__DIRECTIONS__: Entries follow. Set all of them down as they stand.

__PROVIDED RECORDS__:
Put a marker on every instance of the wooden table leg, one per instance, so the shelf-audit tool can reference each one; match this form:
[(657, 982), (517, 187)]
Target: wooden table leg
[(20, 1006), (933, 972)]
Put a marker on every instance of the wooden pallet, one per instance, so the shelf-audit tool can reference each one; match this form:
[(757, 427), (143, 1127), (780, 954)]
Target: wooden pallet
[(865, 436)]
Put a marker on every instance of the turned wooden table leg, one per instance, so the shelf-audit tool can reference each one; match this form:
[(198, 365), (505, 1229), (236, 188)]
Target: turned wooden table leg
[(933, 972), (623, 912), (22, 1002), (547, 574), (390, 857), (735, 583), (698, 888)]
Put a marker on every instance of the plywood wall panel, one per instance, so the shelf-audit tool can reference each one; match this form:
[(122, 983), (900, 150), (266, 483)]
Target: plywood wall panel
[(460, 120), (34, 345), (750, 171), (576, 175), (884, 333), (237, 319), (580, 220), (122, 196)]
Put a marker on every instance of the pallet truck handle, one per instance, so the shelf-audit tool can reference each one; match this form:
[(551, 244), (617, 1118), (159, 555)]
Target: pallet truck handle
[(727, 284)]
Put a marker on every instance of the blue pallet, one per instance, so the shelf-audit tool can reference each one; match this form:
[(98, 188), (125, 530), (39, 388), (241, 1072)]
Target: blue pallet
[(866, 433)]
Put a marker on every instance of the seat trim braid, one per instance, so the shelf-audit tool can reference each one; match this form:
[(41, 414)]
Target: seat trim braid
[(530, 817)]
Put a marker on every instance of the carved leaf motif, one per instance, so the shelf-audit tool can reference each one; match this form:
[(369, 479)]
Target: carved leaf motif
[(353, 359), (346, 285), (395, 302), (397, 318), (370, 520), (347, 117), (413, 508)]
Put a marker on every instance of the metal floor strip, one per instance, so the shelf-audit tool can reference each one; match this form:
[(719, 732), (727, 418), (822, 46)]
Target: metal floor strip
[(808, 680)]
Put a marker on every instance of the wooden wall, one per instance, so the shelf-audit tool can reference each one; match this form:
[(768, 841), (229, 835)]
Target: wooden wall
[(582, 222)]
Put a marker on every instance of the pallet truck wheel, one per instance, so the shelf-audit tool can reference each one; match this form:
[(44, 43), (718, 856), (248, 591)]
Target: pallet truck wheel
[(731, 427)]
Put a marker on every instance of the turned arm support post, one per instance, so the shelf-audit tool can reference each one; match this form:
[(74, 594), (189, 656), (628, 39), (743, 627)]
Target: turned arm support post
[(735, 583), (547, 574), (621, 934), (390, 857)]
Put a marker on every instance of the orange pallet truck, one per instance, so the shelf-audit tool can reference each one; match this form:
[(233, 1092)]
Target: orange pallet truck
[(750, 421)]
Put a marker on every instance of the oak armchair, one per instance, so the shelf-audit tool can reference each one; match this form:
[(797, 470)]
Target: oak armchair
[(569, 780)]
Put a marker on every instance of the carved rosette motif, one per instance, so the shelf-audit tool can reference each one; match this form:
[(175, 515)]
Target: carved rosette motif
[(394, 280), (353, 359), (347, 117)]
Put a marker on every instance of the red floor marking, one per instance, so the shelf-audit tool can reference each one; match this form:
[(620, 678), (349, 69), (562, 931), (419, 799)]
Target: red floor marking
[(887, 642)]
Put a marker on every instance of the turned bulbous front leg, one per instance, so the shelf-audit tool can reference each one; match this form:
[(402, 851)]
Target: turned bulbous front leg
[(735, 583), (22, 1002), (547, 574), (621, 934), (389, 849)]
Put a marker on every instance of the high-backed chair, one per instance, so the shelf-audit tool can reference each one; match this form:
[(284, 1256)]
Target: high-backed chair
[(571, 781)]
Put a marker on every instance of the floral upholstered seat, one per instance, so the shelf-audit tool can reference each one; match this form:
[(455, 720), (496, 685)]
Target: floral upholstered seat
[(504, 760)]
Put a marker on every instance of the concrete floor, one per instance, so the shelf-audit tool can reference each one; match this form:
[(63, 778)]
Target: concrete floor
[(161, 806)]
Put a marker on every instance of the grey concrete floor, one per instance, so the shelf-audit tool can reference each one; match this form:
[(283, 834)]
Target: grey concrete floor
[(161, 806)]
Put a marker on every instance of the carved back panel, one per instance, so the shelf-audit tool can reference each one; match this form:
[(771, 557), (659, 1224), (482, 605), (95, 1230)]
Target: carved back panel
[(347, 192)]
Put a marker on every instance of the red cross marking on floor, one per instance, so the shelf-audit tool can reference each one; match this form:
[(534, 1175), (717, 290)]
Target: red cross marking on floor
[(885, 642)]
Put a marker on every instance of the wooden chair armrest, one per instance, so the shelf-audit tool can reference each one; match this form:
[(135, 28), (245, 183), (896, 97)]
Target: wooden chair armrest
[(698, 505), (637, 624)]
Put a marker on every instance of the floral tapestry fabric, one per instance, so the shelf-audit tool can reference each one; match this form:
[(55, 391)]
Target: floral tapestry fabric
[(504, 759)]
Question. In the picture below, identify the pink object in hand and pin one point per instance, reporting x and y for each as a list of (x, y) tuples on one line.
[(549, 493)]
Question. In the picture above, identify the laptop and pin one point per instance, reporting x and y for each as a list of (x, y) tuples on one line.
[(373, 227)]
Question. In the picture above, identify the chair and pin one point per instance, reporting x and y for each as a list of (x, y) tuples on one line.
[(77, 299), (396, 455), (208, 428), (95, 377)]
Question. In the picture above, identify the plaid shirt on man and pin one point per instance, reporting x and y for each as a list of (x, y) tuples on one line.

__TASK ANSWER__:
Put a marker on every instance of the wooden table leg, one per instance, so the shelf-audit tool can reference each one; match this form:
[(657, 982), (517, 187)]
Target: wooden table leg
[(20, 1006), (933, 972)]
Put a marker on every instance of the wooden pallet, one per instance, so the shelf-audit tool can reference each one; match this form:
[(757, 427), (143, 1127), (780, 954)]
Target: wooden pallet
[(865, 436)]
Put a marker on every instance of the turned wooden table leg, one per instance, so the shelf-audit tool can reference each one; match this form:
[(198, 365), (505, 1229), (236, 188)]
Target: turned wooden table leg
[(933, 972), (623, 912), (22, 1002), (547, 574), (390, 857), (735, 583), (698, 888)]
Put a marker on every instance of the plywood wall panel, one per instance, so the shelf-audit tool can reference each one; match this form:
[(122, 983), (900, 150), (266, 483)]
Target: plywood wall panel
[(460, 120), (34, 345), (750, 171), (576, 175), (884, 333), (237, 319), (580, 220), (122, 196)]
Put a marker on every instance of the pallet truck handle, one per instance, so the shelf-audit tool can reference each one; match this form:
[(551, 244), (617, 1118), (159, 555)]
Target: pallet truck handle
[(727, 284)]
Put a marker on every instance of the blue pallet, one per instance, so the shelf-audit tool can reference each one; match this form:
[(98, 188), (125, 530), (39, 388), (241, 1072)]
Target: blue pallet
[(866, 433)]
Put a marker on every instance of the seat trim braid, one per instance, so the shelf-audit tool can reference each one; match this form:
[(41, 414)]
Target: seat trim braid
[(530, 817)]
Put a marker on every instance of the carved leaf motif, one per instance, so the shelf-audit tool can reference each one; match this form:
[(369, 479)]
Target: carved leaf motif
[(353, 359), (346, 285), (395, 302), (397, 318), (370, 520), (347, 117), (413, 508)]
Put a marker on every instance of the metal floor strip, one per instance, so the shelf-audit tool can reference each one; match this form:
[(719, 732), (727, 418), (822, 46)]
Target: metal floor strip
[(808, 680)]
Put a marker on every instance of the wooden wall, one per instance, so the shelf-audit tool can reference each one; match this form:
[(768, 841), (229, 835)]
Target: wooden wall
[(582, 222)]
Put a marker on every instance of the pallet truck wheel, one per instance, so the shelf-audit tool can reference each one; match this form:
[(44, 43), (718, 856), (248, 591)]
Target: pallet truck wheel
[(731, 427)]
Put a marker on every instance of the turned arm support post, one per instance, so the shelf-audit tool can reference each one; match this form:
[(74, 594), (189, 656), (628, 39), (743, 627)]
Target: turned arm support post
[(735, 583), (547, 574), (621, 934), (390, 857)]
Put a marker on every instance of the orange pallet truck, one per instance, so the shelf-audit tool can reference each one; match this form:
[(233, 1092)]
Target: orange pallet truck
[(750, 421)]
Put a marker on every instance of the oak armchair, one per instance, so the shelf-audit tool can reference each one; match this form:
[(797, 470)]
Target: oak armchair
[(569, 780)]
Put a marker on every instance of the carved rosette motif, one per instance, so the shelf-audit tool can reference each one; match this form:
[(175, 515)]
Target: carved rosette motif
[(394, 280), (353, 359), (347, 117)]
Put a marker on every instance of the red floor marking, one per instance, so the shelf-audit tool can reference each one; match this form:
[(620, 678), (349, 69), (562, 931), (419, 799)]
Target: red floor marking
[(887, 642)]
Put a marker on every instance of the turned bulbous front leg, one per instance, so the shelf-audit tool can reference each one; match this form:
[(402, 851)]
Target: turned bulbous front leg
[(735, 583), (22, 1002), (547, 574), (621, 934), (389, 849)]
Put a marker on every instance of the high-backed chair, one per instance, so the shelf-audit tool can reference each one; match this form:
[(284, 1256)]
Target: high-backed chair
[(571, 781)]
Put a marker on every instance of the floral upholstered seat, one per instance, so the shelf-audit tool can reference each one; match this form:
[(455, 720), (496, 685)]
Target: floral upholstered seat
[(504, 760)]
Put a marker on every instance of the concrete floor, one per instance, so the shelf-audit tool can reference each one; match this form:
[(63, 778)]
Target: concrete floor
[(161, 806)]
Put a marker on every instance of the grey concrete floor, one per instance, so the shelf-audit tool can reference each one; match this form:
[(283, 834)]
Target: grey concrete floor
[(161, 806)]
Put a marker on every instance of the carved back panel, one per instance, so the shelf-audit tool can reference each one; match this form:
[(771, 557), (659, 1224), (482, 605), (95, 1230)]
Target: carved back panel
[(347, 192)]
Put a marker on every instance of the red cross marking on floor, one per instance, so the shelf-audit tool can reference each one; match this form:
[(534, 1175), (717, 290)]
Target: red cross marking on floor
[(885, 642)]
Put a marker on every instance of the wooden chair armrest, one per instance, so the shelf-audit tool can reference each one; match this form:
[(135, 28), (245, 183), (896, 97)]
Target: wooden chair armrest
[(698, 505), (637, 624)]
Put a marker on every instance of the floral tapestry fabric, one per instance, so the shelf-audit tool can reference each one; match this form:
[(55, 391)]
Target: floral tapestry fabric
[(504, 759)]
Question. In the picture below, identify the pink object in hand and pin one point per instance, reporting x and y for each as a list of (x, y) tuples on one line.
[(549, 493)]
Question. In the picture above, identify the laptop and pin one point per instance, reporting x and y for each as a list of (x, y) tuples on one line.
[(373, 227)]
Question. In the picture above, identify the chair and pin one point per instance, reporting x and y for each as a list of (x, y) tuples on one line.
[(77, 299), (396, 455), (208, 428), (95, 377)]
Question. In the picture above, identify the plaid shirt on man and pin one point per instance, reporting x and y for each as a list of (x, y) tuples on one line.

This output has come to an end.